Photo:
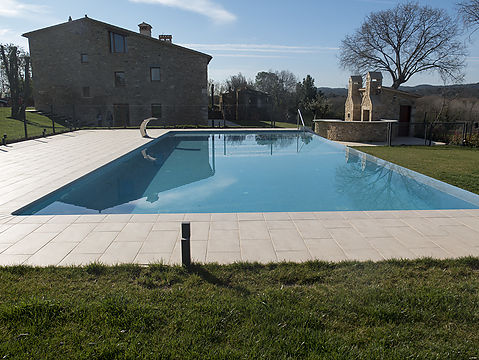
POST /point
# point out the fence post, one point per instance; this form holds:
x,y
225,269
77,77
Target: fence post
x,y
185,244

*Task statement*:
Verbatim output of every entry above is required, though pictures are to be left out.

*Solution to this exercise*:
Photo:
POST /point
# point out the fence post, one point per instance; this form holds:
x,y
225,269
77,77
Target: fence post
x,y
185,244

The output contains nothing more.